• _Page extract_:
--
Sen. Josh Hawley (R-Mo.)
Greg Nash
Sen. Josh Hawley (R-Mo.) speaks to reporters outside the Senate Chamber during votes on Tuesday, February 14, 2023.

Once again U.S. market mistakes, regulators and supervisors at the Federal Reserve and poor management decisions have caused a banking crisis. It started with the collapse of the Silicon Valley Bank and Signature Bank, two regionally significant, poorly risk-managed, overly concentrated firms that failed to adjust their risks and depositors ran for the exits in a bank run. 

Today the shocks are reverberating across the globe. Credit Suisse has folded and been rescued by the Swiss National Bank, and subsumed by UBS in an arranged shotgun marriage. More banking collapses may be expected as this latest crisis plays itself out. There is plenty of blame to go around.

Unfortunately, right-wing American populists, not content to blame those who truly deserve it, are pinning the crisis on allegations of so-called “woke” ESG — environment, social and governance investing, by the failed U.S. banks. We have seen a similar playbook used with critical race theory and America’s argument over education and historical truth. This latest attempt needs to be debunked head-on before ESG investing, which is on the rise, becomes wrongly tainted by a bogus narrative unmoored from facts and reality. 

What do I mean? 

Republican provocateurs, from Florida Gov. Ron DeSantis to Sen. Josh Hawley (R-Mo.) to Rep. Marjorie Taylor Greene (R-Ga.) all jumped on the SVB was too woke bandwagon. These cultural warriors claim that SVB and Signature were undone because of their supposed focus on ESG investments and diversity, equity and inclusion policies. 

Is there any evidence this narrative is true?

Not at all. 

SVB and Signature failed because they had poor risk management. SVB didn’t even have a chief risk officer for months prior to the collapse.  

SVB invested heavily in tech startups and Signature invested in crypto. Both banks made reaches for yield via investments in firms that other banks would not back.  

Both banks should have anticipated Federal Reserve interest rate increases over the last year — they were well understood by other banks — and adjusted their bond holdings’ maturity ladders accordingly. That failure — a basic risk management requirement — was at the root of their collapse.  

SVB and Signature drank the Silicon Valley Kool-Aid: They acted more like the firms they lent to, less like prudent conservative bankers and more like the venture capitalists and tech firms they worked with. The banks’ cultures and conduct norms were distorted and deficient.
--
• _Extracted information_:

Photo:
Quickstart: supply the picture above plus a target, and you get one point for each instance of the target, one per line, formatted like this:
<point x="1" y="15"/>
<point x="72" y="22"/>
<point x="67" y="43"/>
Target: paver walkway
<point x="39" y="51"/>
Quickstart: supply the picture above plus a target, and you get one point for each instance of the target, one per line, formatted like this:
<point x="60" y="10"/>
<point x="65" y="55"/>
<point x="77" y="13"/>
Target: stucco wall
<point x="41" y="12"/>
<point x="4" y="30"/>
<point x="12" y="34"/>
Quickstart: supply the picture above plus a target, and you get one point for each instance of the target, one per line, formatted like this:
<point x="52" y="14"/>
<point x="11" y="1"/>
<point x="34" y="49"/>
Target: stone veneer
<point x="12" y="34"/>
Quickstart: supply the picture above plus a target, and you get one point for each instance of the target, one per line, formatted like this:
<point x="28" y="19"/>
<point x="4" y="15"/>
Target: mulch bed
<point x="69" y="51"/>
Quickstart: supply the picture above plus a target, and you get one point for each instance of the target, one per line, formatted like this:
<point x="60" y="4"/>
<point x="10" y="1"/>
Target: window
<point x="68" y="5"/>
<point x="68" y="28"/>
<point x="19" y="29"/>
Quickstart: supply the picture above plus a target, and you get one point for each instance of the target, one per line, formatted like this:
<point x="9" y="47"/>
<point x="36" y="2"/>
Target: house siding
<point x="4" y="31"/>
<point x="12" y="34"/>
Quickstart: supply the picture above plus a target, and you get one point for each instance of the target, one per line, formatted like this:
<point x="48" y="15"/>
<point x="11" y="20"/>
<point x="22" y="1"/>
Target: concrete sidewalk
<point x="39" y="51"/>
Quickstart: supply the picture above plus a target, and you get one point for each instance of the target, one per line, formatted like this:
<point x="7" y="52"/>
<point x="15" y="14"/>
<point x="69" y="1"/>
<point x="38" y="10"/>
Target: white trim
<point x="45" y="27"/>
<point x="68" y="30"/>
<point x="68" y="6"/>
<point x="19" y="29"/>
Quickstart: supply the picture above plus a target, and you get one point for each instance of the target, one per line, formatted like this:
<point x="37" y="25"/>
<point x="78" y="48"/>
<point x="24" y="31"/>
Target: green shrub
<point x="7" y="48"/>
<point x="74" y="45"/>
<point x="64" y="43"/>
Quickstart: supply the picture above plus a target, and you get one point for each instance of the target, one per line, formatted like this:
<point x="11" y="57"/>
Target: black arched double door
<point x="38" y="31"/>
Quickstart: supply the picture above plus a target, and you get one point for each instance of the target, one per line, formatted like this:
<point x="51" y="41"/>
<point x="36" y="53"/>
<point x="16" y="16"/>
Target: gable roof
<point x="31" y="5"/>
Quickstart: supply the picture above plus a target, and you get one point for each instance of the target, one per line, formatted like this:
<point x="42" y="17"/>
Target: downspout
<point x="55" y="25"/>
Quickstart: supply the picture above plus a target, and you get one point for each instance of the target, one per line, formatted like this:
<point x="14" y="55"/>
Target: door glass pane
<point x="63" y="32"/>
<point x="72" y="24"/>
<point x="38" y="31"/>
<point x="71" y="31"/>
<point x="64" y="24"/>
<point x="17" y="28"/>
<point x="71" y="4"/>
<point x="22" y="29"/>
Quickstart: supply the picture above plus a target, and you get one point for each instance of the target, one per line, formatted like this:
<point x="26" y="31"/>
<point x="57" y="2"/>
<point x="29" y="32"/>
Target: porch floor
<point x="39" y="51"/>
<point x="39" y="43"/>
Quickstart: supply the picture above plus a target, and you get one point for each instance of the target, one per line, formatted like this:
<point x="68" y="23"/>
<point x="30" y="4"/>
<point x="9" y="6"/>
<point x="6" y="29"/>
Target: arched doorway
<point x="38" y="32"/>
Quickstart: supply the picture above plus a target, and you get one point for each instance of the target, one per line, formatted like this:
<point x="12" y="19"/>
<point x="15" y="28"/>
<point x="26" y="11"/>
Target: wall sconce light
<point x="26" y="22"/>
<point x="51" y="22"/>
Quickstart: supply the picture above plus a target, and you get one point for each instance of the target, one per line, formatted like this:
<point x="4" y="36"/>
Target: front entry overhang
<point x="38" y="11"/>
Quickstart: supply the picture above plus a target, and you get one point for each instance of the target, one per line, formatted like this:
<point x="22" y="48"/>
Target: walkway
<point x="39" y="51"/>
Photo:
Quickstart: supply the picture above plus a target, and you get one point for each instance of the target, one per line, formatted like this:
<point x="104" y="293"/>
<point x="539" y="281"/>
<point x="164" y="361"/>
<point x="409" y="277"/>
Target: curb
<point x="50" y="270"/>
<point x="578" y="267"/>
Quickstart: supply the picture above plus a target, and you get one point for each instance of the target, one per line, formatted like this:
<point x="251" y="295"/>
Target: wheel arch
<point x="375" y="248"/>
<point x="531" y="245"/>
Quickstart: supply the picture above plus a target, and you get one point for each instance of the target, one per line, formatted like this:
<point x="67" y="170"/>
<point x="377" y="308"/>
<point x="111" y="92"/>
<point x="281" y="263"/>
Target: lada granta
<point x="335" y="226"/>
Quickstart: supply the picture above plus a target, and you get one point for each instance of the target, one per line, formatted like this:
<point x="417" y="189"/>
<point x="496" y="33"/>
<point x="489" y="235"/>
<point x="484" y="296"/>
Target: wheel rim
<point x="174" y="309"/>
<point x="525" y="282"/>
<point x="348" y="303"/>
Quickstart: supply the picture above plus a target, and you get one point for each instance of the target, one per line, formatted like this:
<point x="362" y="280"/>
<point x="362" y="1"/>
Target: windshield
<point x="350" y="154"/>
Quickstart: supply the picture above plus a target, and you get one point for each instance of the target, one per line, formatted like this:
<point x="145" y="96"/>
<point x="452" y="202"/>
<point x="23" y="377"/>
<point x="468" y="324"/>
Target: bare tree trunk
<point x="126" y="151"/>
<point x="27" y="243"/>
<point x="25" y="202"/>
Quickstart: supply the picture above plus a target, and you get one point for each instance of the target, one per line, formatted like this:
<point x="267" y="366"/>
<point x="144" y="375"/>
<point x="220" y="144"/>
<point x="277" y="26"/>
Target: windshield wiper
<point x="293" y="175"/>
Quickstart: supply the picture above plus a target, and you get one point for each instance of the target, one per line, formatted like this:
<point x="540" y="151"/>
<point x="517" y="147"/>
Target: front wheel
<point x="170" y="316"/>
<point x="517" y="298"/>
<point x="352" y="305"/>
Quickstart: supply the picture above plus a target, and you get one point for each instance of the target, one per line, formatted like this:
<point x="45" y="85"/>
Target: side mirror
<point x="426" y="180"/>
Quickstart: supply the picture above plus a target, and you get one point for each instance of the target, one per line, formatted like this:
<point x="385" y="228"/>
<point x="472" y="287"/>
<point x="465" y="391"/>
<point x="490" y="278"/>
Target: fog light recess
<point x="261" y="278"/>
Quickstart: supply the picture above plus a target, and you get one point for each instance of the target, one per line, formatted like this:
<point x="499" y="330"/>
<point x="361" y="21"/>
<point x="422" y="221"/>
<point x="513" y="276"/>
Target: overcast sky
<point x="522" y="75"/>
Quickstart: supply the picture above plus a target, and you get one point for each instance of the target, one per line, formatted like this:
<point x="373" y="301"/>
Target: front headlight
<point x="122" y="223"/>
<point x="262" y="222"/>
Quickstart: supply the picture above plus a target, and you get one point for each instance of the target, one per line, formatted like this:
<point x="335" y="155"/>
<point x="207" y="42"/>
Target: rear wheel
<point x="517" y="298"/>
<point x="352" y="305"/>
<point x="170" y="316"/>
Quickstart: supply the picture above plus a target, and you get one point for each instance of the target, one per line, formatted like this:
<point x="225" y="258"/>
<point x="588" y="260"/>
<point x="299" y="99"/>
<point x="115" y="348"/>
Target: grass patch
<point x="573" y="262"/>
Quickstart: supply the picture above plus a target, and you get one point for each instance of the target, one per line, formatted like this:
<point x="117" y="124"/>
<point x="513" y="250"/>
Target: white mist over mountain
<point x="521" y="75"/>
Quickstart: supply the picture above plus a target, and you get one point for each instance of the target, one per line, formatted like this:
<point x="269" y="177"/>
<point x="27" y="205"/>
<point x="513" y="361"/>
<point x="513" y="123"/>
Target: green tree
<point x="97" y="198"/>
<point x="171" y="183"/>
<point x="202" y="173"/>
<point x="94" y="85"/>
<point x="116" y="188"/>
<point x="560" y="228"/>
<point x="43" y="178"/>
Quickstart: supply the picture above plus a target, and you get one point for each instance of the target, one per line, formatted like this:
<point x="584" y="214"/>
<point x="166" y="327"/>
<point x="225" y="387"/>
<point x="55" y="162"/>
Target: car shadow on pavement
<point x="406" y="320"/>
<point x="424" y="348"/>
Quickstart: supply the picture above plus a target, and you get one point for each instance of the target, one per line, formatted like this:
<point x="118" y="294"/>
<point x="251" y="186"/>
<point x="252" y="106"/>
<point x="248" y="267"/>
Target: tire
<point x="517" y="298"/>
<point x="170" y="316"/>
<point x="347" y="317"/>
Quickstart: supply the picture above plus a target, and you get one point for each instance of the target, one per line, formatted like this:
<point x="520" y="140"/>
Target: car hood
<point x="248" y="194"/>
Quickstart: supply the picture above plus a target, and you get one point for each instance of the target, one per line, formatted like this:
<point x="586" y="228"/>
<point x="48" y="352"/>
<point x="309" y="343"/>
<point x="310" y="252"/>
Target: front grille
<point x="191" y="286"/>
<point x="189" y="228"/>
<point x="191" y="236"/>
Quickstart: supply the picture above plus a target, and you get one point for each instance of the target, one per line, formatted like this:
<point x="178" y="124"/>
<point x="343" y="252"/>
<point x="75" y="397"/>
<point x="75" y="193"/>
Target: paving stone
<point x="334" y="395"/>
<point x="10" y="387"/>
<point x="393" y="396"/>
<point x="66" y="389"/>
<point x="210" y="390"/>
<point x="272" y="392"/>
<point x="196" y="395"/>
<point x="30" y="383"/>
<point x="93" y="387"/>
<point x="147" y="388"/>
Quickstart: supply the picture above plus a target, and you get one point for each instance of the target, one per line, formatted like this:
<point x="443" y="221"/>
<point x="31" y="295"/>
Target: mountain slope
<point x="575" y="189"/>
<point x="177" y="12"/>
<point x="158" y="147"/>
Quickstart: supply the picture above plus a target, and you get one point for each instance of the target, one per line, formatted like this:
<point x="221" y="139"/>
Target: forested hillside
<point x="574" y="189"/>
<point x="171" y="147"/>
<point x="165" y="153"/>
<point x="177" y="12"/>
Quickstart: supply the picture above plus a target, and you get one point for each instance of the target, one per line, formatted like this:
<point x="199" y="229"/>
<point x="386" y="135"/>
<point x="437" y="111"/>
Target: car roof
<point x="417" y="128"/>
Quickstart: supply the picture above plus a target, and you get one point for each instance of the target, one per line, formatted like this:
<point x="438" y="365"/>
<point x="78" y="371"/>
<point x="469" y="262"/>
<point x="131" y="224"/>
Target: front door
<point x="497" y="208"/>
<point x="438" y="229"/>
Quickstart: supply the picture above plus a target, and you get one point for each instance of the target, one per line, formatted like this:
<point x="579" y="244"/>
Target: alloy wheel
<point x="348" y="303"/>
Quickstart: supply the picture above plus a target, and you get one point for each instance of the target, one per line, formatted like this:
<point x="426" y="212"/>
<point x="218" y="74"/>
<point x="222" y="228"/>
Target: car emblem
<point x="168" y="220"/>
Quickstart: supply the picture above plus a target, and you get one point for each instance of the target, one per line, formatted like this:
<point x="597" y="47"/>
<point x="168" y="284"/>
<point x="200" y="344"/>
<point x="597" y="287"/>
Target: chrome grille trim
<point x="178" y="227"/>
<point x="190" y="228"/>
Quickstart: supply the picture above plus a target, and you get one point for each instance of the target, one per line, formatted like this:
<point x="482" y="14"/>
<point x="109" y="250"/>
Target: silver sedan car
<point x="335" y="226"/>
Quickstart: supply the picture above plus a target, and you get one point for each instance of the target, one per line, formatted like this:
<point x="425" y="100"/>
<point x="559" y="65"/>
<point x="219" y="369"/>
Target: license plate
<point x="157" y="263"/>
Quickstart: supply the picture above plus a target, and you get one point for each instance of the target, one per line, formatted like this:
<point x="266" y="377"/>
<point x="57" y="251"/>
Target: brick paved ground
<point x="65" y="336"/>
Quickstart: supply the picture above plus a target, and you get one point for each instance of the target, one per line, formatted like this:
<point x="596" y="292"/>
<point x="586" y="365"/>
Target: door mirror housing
--
• _Directions_:
(1) Sum up the opinion piece on the bank failures in two sentences.
(2) In the opinion piece on the bank failures, what did SVB go without for months before it collapsed?
(3) Pick up the opinion piece on the bank failures right after its final sentence and keep writing.

• _Outputs in order_:
(1) Silicon Valley Bank and Signature Bank collapsed because of poor risk management, and their failure set off a banking crisis whose shocks are spreading across the globe. Republican figures have blamed the collapses on ESG investing and diversity policies, but the writer says there is no evidence for this and that the banks failed because they did not adjust their risks.

(2) A chief risk officer.

(3)
The regulators and supervisors reportedly warned SVB to make changes — but the bank failed to do so in time. Could regulators have done more? Should they be chastised? Certainly

This is a banking collapse driven by poor management decisions, poor risk management, bank boards asleep at the wheel and too little regulation of regional banks. Neither bank was subject to stress testing and strict capital requirements after a 2018 weakening of the Dodd-Frank rules for these so-called small banks, which Sen. Elizabeth Warren (D-Mass.) and the late former Fed Chair Paul Volcker fought against.   

This bank crisis is grounded upon basic failures of regulation, supervision, management and corporate culture.  

We saw similar faults in 2007-2008, as regional banks with excess concentration and poor risk management failed when house prices declined. 

We saw it in the Savings and Loans crisis. 

Bank crises also tend to occur when bankers retire, and firms lose their memory of past mistakes and lessons. After all, most young bankers today do not remember the past collapses, they were children then, not risk takers or risk managers. Hence the cycle of boom then bust repeats itself even as we would wish it did not.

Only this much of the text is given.